*** Block opens ***

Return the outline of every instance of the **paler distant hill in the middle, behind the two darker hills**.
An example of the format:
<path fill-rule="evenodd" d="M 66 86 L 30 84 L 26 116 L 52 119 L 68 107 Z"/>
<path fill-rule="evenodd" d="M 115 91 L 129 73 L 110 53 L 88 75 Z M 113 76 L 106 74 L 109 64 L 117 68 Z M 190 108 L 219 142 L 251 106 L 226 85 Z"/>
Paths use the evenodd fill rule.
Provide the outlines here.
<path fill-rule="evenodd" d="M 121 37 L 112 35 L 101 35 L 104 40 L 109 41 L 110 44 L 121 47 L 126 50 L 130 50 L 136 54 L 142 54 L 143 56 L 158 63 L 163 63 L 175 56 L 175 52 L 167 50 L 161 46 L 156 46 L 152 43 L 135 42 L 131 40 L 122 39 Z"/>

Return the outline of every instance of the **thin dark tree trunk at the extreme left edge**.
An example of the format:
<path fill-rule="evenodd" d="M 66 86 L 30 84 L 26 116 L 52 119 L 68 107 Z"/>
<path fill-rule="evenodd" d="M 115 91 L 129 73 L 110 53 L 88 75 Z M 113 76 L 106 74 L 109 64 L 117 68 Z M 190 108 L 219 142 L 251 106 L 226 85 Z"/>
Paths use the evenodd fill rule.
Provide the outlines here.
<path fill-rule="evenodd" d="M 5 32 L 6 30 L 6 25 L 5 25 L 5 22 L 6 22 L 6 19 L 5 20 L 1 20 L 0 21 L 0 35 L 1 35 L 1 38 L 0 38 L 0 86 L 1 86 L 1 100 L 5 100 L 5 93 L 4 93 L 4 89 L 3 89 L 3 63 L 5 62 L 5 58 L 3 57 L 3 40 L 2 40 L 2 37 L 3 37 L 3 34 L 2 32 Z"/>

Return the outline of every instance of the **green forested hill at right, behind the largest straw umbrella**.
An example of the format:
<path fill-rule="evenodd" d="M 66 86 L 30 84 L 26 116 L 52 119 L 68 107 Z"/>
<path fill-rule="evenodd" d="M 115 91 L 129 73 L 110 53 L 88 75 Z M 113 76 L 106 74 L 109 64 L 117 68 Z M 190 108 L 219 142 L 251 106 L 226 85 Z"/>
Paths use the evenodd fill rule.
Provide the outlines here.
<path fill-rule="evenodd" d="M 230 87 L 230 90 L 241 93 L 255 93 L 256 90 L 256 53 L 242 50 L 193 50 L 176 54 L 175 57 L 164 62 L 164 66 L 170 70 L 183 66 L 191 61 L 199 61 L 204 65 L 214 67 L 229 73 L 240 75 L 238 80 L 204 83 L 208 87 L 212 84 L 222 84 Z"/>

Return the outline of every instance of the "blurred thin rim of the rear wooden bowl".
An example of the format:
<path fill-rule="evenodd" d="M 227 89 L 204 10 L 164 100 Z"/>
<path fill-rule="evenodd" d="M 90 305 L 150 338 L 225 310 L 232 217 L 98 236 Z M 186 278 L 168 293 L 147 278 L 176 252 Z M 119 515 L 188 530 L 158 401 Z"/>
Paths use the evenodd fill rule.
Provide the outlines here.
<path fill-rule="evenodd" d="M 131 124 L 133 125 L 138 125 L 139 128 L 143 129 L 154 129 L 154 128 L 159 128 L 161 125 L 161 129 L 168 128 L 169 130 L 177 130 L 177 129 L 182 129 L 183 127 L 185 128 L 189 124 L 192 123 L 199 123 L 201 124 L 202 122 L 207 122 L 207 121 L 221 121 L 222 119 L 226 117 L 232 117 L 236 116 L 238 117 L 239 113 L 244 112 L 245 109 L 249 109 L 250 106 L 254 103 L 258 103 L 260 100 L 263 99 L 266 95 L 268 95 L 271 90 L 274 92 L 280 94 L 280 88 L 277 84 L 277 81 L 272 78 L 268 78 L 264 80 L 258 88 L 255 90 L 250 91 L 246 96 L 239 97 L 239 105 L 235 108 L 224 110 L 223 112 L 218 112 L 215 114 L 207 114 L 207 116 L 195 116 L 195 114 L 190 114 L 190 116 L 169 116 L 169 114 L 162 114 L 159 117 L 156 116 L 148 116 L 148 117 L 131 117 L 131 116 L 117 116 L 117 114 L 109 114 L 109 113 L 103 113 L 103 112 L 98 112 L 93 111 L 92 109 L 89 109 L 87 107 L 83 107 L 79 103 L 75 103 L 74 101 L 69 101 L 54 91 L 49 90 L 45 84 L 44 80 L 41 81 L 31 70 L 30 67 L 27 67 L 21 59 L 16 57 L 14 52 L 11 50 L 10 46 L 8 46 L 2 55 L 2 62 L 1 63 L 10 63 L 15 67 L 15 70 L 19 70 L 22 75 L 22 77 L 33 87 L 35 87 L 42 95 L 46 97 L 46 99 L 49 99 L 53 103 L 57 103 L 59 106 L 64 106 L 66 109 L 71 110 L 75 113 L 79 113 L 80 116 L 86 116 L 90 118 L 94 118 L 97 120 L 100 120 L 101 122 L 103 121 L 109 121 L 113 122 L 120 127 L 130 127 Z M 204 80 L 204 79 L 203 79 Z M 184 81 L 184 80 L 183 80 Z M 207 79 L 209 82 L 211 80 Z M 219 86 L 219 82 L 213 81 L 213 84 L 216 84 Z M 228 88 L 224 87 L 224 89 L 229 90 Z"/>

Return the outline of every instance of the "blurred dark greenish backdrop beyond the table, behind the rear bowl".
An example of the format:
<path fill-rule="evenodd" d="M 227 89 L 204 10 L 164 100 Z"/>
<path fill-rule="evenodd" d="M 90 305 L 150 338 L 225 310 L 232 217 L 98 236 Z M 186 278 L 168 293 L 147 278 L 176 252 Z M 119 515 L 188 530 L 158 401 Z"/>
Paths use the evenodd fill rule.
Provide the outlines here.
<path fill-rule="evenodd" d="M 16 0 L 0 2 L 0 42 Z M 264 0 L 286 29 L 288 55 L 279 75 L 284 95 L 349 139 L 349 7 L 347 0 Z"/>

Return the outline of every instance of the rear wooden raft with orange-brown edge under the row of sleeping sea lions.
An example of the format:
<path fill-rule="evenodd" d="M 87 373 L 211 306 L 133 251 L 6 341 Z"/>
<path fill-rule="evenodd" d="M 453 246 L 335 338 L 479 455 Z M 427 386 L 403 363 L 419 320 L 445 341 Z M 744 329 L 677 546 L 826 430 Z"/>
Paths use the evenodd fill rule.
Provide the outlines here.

*** Block closes ***

## Assigned task
The records above need to be retyped in full, exactly as given.

## Exercise solution
Return the outline of every instance of the **paler distant hill in the middle, behind the two darker hills**.
An example of the format:
<path fill-rule="evenodd" d="M 66 86 L 30 84 L 26 116 L 52 119 L 68 107 Z"/>
<path fill-rule="evenodd" d="M 115 91 L 129 73 L 110 53 L 88 75 Z M 113 76 L 106 74 L 109 64 L 117 68 Z M 190 108 L 219 142 L 251 106 L 226 85 Z"/>
Paths use the evenodd fill rule.
Provide the outlines here.
<path fill-rule="evenodd" d="M 121 37 L 112 35 L 101 35 L 104 40 L 109 41 L 110 44 L 121 47 L 126 50 L 130 50 L 136 54 L 142 54 L 143 56 L 158 63 L 163 63 L 175 56 L 175 52 L 167 50 L 161 46 L 156 46 L 152 43 L 135 42 L 131 40 L 122 39 Z"/>

Return the outline of every instance of the **thin dark tree trunk at the extreme left edge**.
An example of the format:
<path fill-rule="evenodd" d="M 66 86 L 30 84 L 26 116 L 52 119 L 68 107 Z"/>
<path fill-rule="evenodd" d="M 115 91 L 129 73 L 110 53 L 88 75 Z M 113 76 L 106 74 L 109 64 L 117 68 Z M 190 108 L 219 142 L 251 106 L 226 85 Z"/>
Paths use the evenodd fill rule.
Provide the outlines here.
<path fill-rule="evenodd" d="M 5 32 L 6 30 L 6 25 L 5 25 L 5 22 L 6 22 L 6 19 L 5 20 L 1 20 L 0 21 L 0 35 L 1 35 L 1 38 L 0 38 L 0 86 L 1 86 L 1 100 L 5 100 L 5 93 L 4 93 L 4 89 L 3 89 L 3 63 L 5 62 L 5 58 L 3 57 L 3 40 L 2 40 L 2 37 L 3 37 L 3 34 L 2 32 Z"/>

Return the outline of every instance of the **green forested hill at right, behind the largest straw umbrella**.
An example of the format:
<path fill-rule="evenodd" d="M 66 86 L 30 84 L 26 116 L 52 119 L 68 107 Z"/>
<path fill-rule="evenodd" d="M 115 91 L 129 73 L 110 53 L 88 75 Z M 113 76 L 106 74 L 109 64 L 117 68 Z M 190 108 L 219 142 L 251 106 L 226 85 Z"/>
Paths use the evenodd fill rule.
Provide the outlines here.
<path fill-rule="evenodd" d="M 230 87 L 230 90 L 241 93 L 255 93 L 256 90 L 256 53 L 242 50 L 193 50 L 176 54 L 175 57 L 164 62 L 164 66 L 170 70 L 183 66 L 191 61 L 199 61 L 204 65 L 214 67 L 229 73 L 240 75 L 238 80 L 204 83 L 208 87 L 212 84 L 222 84 Z"/>

Return the outline of every instance of the "blurred thin rim of the rear wooden bowl".
An example of the format:
<path fill-rule="evenodd" d="M 227 89 L 204 10 L 164 100 Z"/>
<path fill-rule="evenodd" d="M 90 305 L 150 338 L 225 310 L 232 217 L 98 236 Z M 186 278 L 168 293 L 147 278 L 176 252 Z M 119 515 L 188 530 L 158 401 Z"/>
Paths use the evenodd fill rule.
Provide the outlines here.
<path fill-rule="evenodd" d="M 131 124 L 133 125 L 138 125 L 139 128 L 143 129 L 154 129 L 154 128 L 159 128 L 161 125 L 161 129 L 168 128 L 169 130 L 177 130 L 177 129 L 182 129 L 183 127 L 185 128 L 189 124 L 192 123 L 199 123 L 201 124 L 202 122 L 207 122 L 207 121 L 221 121 L 222 119 L 226 117 L 232 117 L 236 116 L 238 117 L 239 113 L 244 112 L 245 109 L 249 109 L 250 106 L 254 103 L 258 103 L 260 100 L 263 99 L 266 95 L 268 95 L 271 90 L 274 92 L 280 94 L 280 88 L 277 84 L 277 81 L 272 78 L 268 78 L 264 80 L 258 88 L 255 90 L 250 91 L 246 96 L 239 97 L 239 105 L 235 108 L 224 110 L 223 112 L 218 112 L 215 114 L 207 114 L 207 116 L 195 116 L 195 114 L 190 114 L 190 116 L 169 116 L 169 114 L 162 114 L 159 117 L 156 116 L 148 116 L 148 117 L 131 117 L 131 116 L 117 116 L 117 114 L 109 114 L 109 113 L 103 113 L 103 112 L 98 112 L 93 111 L 92 109 L 89 109 L 87 107 L 83 107 L 79 103 L 75 103 L 74 101 L 69 101 L 54 91 L 49 90 L 45 84 L 44 80 L 41 81 L 31 70 L 30 67 L 27 67 L 21 59 L 16 57 L 14 52 L 11 50 L 10 46 L 8 46 L 2 55 L 2 62 L 1 63 L 10 63 L 15 67 L 15 70 L 19 70 L 22 75 L 22 77 L 33 87 L 35 87 L 42 95 L 46 97 L 46 99 L 49 99 L 53 103 L 57 103 L 59 106 L 64 106 L 66 109 L 71 110 L 75 113 L 79 113 L 80 116 L 86 116 L 90 118 L 94 118 L 97 120 L 100 120 L 101 122 L 103 121 L 109 121 L 113 122 L 120 127 L 130 127 Z M 204 80 L 204 79 L 203 79 Z M 184 81 L 184 80 L 183 80 Z M 207 79 L 209 82 L 211 80 Z M 219 86 L 219 82 L 213 81 L 213 84 L 216 84 Z M 228 88 L 224 87 L 224 89 L 229 90 Z"/>

Return the outline of every instance of the "blurred dark greenish backdrop beyond the table, behind the rear bowl".
An example of the format:
<path fill-rule="evenodd" d="M 227 89 L 204 10 L 164 100 Z"/>
<path fill-rule="evenodd" d="M 90 305 L 150 338 L 225 310 L 232 217 L 98 236 Z M 186 278 L 168 293 L 147 278 L 176 252 Z M 119 515 L 188 530 L 158 401 Z"/>
Paths use the evenodd fill rule.
Provide the outlines here.
<path fill-rule="evenodd" d="M 16 0 L 0 2 L 0 42 Z M 264 0 L 286 29 L 288 55 L 279 75 L 284 95 L 349 139 L 349 7 L 347 0 Z"/>

Return the outline of every instance of the rear wooden raft with orange-brown edge under the row of sleeping sea lions.
An example of the format:
<path fill-rule="evenodd" d="M 87 373 L 211 306 L 133 251 L 6 341 Z"/>
<path fill-rule="evenodd" d="M 453 246 L 335 338 L 479 455 Z M 427 386 L 403 363 L 419 320 L 445 341 Z M 744 329 L 677 546 L 826 430 Z"/>
Paths use the evenodd fill rule.
Provide the outlines here.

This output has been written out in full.